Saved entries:
···
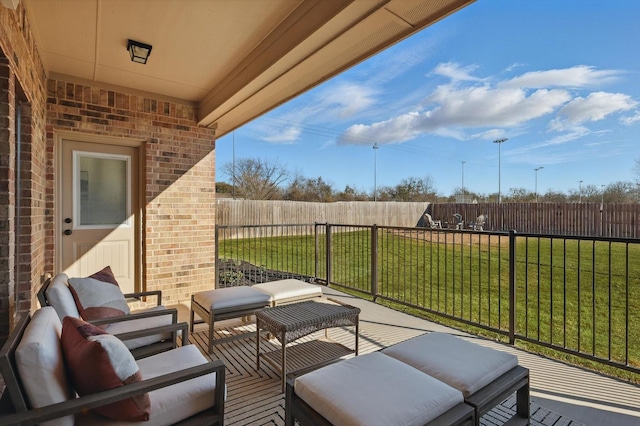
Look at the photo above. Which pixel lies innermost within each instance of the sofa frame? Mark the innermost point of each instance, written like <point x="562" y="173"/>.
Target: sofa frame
<point x="14" y="408"/>
<point x="144" y="351"/>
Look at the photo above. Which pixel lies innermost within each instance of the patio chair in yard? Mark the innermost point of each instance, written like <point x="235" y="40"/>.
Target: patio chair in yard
<point x="430" y="223"/>
<point x="458" y="221"/>
<point x="45" y="364"/>
<point x="478" y="225"/>
<point x="95" y="301"/>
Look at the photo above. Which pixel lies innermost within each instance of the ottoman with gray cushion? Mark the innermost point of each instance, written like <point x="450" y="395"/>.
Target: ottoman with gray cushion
<point x="485" y="376"/>
<point x="237" y="302"/>
<point x="289" y="291"/>
<point x="373" y="389"/>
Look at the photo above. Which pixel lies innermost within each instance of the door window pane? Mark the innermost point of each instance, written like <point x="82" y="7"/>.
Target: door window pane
<point x="102" y="190"/>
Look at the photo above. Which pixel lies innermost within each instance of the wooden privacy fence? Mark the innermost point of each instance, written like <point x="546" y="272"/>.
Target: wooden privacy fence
<point x="583" y="219"/>
<point x="268" y="212"/>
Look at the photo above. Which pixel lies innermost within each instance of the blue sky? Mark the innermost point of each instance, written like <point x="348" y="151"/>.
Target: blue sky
<point x="559" y="78"/>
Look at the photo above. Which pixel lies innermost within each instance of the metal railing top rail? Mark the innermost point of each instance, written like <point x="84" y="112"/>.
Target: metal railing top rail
<point x="522" y="285"/>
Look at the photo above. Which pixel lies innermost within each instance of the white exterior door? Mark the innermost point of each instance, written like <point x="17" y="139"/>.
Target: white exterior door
<point x="98" y="208"/>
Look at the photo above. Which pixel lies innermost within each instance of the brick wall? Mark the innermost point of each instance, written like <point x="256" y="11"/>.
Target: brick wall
<point x="22" y="82"/>
<point x="178" y="252"/>
<point x="179" y="174"/>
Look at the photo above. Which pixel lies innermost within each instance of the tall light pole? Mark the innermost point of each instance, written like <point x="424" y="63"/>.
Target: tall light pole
<point x="463" y="180"/>
<point x="499" y="142"/>
<point x="375" y="183"/>
<point x="580" y="188"/>
<point x="536" y="170"/>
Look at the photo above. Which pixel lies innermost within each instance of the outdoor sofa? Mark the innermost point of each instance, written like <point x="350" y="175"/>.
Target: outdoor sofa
<point x="144" y="341"/>
<point x="45" y="363"/>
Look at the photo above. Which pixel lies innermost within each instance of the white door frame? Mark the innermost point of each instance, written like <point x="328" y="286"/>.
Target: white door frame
<point x="59" y="136"/>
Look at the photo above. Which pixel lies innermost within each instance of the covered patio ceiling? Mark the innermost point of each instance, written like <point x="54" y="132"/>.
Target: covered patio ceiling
<point x="233" y="59"/>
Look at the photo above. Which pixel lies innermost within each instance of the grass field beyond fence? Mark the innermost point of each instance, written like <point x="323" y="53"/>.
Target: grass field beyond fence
<point x="579" y="296"/>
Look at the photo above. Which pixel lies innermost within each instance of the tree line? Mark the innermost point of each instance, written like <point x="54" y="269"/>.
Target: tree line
<point x="258" y="179"/>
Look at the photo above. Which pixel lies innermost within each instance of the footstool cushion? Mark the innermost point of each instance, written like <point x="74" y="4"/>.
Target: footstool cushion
<point x="226" y="303"/>
<point x="289" y="290"/>
<point x="463" y="365"/>
<point x="229" y="299"/>
<point x="375" y="389"/>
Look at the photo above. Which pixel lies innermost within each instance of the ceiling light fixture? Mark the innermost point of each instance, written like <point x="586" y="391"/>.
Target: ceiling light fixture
<point x="139" y="52"/>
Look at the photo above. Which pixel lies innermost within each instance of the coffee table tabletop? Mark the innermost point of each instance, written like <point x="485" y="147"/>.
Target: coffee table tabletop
<point x="290" y="322"/>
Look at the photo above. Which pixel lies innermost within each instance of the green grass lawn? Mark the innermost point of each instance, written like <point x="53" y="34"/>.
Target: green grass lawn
<point x="581" y="296"/>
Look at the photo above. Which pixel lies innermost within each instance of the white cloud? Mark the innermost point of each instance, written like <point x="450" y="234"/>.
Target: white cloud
<point x="287" y="135"/>
<point x="467" y="107"/>
<point x="630" y="120"/>
<point x="595" y="107"/>
<point x="455" y="72"/>
<point x="574" y="77"/>
<point x="469" y="102"/>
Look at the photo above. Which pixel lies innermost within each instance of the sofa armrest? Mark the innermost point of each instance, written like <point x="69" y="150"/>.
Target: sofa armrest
<point x="78" y="405"/>
<point x="183" y="327"/>
<point x="140" y="294"/>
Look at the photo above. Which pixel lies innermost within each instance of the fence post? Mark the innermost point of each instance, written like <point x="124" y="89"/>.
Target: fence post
<point x="216" y="256"/>
<point x="512" y="287"/>
<point x="316" y="242"/>
<point x="374" y="261"/>
<point x="328" y="254"/>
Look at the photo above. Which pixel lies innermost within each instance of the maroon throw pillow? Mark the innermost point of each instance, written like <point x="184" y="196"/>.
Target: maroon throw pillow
<point x="98" y="361"/>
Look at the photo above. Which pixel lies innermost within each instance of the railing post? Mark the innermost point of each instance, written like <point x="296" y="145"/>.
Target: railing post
<point x="374" y="261"/>
<point x="512" y="287"/>
<point x="216" y="257"/>
<point x="328" y="254"/>
<point x="315" y="252"/>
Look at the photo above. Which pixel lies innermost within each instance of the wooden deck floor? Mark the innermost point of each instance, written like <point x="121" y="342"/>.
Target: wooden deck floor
<point x="255" y="397"/>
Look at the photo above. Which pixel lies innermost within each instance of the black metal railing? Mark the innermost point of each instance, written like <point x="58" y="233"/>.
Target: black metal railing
<point x="578" y="295"/>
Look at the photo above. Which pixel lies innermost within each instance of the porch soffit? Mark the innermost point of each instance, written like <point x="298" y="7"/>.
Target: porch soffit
<point x="235" y="59"/>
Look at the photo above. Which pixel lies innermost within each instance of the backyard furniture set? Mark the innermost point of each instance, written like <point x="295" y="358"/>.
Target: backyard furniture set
<point x="63" y="370"/>
<point x="458" y="222"/>
<point x="433" y="379"/>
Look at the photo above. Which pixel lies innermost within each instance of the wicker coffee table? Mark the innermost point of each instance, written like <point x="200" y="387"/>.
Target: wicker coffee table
···
Which lines of the records hold the string "wicker"? Copy each one.

Solution to this exercise:
Look at the photo above. Which pixel lies innermost within each instance of the wicker coffee table? Mark the innermost point of each instance, written like <point x="200" y="387"/>.
Target: wicker coffee table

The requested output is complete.